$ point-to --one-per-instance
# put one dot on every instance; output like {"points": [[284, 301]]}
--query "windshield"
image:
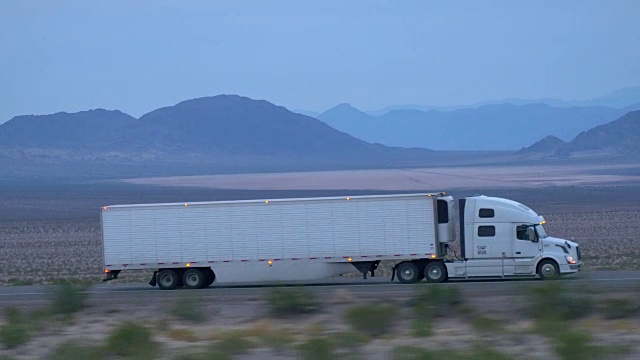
{"points": [[541, 233]]}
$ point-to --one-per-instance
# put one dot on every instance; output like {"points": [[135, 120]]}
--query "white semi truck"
{"points": [[195, 244]]}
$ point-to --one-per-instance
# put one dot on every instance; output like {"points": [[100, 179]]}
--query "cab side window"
{"points": [[521, 232], [486, 231], [486, 213]]}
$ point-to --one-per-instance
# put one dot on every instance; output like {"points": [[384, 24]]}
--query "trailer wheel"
{"points": [[210, 277], [435, 272], [193, 279], [167, 279], [408, 272], [548, 270]]}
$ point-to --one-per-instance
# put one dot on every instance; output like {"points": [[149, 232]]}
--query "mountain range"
{"points": [[617, 99], [619, 137], [230, 133], [489, 127], [225, 131]]}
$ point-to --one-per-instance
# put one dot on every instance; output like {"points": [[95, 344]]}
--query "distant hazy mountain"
{"points": [[617, 99], [619, 137], [548, 146], [239, 125], [63, 130], [489, 127], [221, 133], [306, 112]]}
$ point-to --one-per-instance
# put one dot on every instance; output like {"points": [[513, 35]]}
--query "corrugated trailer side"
{"points": [[234, 236]]}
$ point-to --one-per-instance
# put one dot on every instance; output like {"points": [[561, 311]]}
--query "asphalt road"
{"points": [[374, 288]]}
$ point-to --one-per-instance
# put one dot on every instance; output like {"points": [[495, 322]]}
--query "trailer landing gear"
{"points": [[366, 267]]}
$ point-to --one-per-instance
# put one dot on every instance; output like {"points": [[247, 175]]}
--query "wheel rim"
{"points": [[407, 273], [434, 273], [192, 279], [548, 270], [166, 280]]}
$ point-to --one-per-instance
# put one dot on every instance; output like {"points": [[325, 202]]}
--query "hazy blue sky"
{"points": [[140, 55]]}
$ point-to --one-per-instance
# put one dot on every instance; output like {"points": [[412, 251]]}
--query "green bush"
{"points": [[620, 308], [133, 341], [576, 345], [15, 331], [555, 300], [232, 346], [477, 352], [316, 349], [350, 341], [68, 299], [486, 324], [421, 327], [372, 319], [579, 345], [189, 309], [292, 301], [70, 350], [408, 352], [277, 341]]}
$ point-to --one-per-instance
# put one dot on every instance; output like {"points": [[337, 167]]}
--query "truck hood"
{"points": [[558, 241]]}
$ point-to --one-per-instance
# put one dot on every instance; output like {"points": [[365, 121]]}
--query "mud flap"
{"points": [[153, 282]]}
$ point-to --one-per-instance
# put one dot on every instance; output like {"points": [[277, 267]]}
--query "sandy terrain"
{"points": [[50, 232]]}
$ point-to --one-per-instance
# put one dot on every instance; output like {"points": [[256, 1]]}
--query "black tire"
{"points": [[548, 270], [193, 279], [167, 279], [210, 276], [408, 272], [435, 272]]}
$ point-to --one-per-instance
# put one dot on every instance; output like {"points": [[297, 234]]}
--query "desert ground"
{"points": [[50, 234]]}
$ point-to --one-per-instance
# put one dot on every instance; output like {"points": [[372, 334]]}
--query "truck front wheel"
{"points": [[548, 270], [193, 279], [435, 272], [408, 272], [210, 277], [167, 279]]}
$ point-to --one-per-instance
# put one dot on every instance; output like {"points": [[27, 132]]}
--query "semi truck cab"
{"points": [[503, 238]]}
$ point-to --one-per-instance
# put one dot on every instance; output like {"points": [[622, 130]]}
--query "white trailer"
{"points": [[195, 244]]}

........

_Set problem_
Output the records above exactly as they are, leaving out the pictures.

_Solved exercise_
$ point-to --one-per-instance
# put one dot on every instance; output like {"points": [[284, 301]]}
--query "windshield"
image:
{"points": [[541, 233]]}
$ point-to --one-per-instance
# put one dot on every instance; output like {"points": [[135, 120]]}
--query "white semi truck"
{"points": [[195, 244]]}
$ point-to --one-per-instance
# put one dot on every instance; output like {"points": [[100, 179]]}
--query "cab side window"
{"points": [[521, 232], [486, 231], [486, 213]]}
$ point-to --one-per-instance
# put one dot on every instance; output like {"points": [[384, 24]]}
--query "trailer wheel"
{"points": [[210, 277], [435, 272], [193, 279], [167, 279], [408, 272], [548, 270]]}
$ point-to --one-per-instance
# put one dot on every instance; output like {"points": [[149, 232]]}
--query "mountain range"
{"points": [[617, 99], [619, 137], [230, 133], [489, 127], [225, 131]]}
$ point-to --one-per-instance
# put one dot on every instance; output like {"points": [[95, 344]]}
--query "distant hazy mountain"
{"points": [[617, 99], [619, 137], [548, 146], [239, 125], [63, 130], [489, 127], [221, 133], [306, 112]]}
$ point-to --one-per-instance
# put one dot on every instance; output like {"points": [[513, 35]]}
--query "corrugated trailer side"
{"points": [[234, 236]]}
$ point-to --one-per-instance
# put one dot on every instance; output like {"points": [[561, 311]]}
--query "asphalt road"
{"points": [[374, 288]]}
$ point-to --one-per-instance
# put one dot on every instance; output like {"points": [[495, 322]]}
--query "trailer landing gear"
{"points": [[366, 267]]}
$ point-to --one-per-instance
# put one dot on every instance; output like {"points": [[247, 175]]}
--query "wheel rim"
{"points": [[407, 273], [434, 273], [192, 279], [548, 270], [166, 280]]}
$ point-to --one-per-instance
# put one dot on every instance; output like {"points": [[325, 202]]}
--query "hazy blue sky"
{"points": [[140, 55]]}
$ point-to --one-per-instance
# put one dot on every instance; output like {"points": [[412, 251]]}
--query "green bush"
{"points": [[620, 308], [133, 341], [576, 345], [15, 331], [555, 300], [232, 346], [477, 352], [316, 349], [350, 341], [68, 299], [486, 324], [421, 327], [372, 319], [579, 345], [189, 309], [292, 301], [70, 350], [408, 352], [277, 341]]}
$ point-to --one-per-instance
# put one dot on every instance; output like {"points": [[337, 167]]}
--query "truck hood"
{"points": [[558, 241]]}
$ point-to --one-per-instance
# put one dot on every instance; output like {"points": [[365, 121]]}
--query "mud flap"
{"points": [[153, 282]]}
$ point-to --one-per-instance
# put one dot on every instance; output like {"points": [[277, 267]]}
--query "sandy terrain"
{"points": [[50, 232]]}
$ point-to --one-per-instance
# put one dot on every instance; output like {"points": [[256, 1]]}
--query "black tire"
{"points": [[548, 270], [193, 279], [167, 279], [210, 276], [408, 272], [435, 272]]}
$ point-to --one-per-instance
# put one dot on every instance; output like {"points": [[297, 234]]}
--query "desert ground"
{"points": [[50, 234]]}
$ point-to --one-per-instance
# put one dot on every instance; output like {"points": [[372, 334]]}
--query "truck front wheel"
{"points": [[548, 270], [193, 279], [435, 272], [408, 272], [210, 277], [167, 279]]}
$ point-to --one-per-instance
# put one dot on every instance; output like {"points": [[27, 132]]}
--query "semi truck cab"
{"points": [[503, 238]]}
$ point-to --one-per-instance
# put one dot on every instance; output like {"points": [[622, 130]]}
--query "white trailer"
{"points": [[195, 244]]}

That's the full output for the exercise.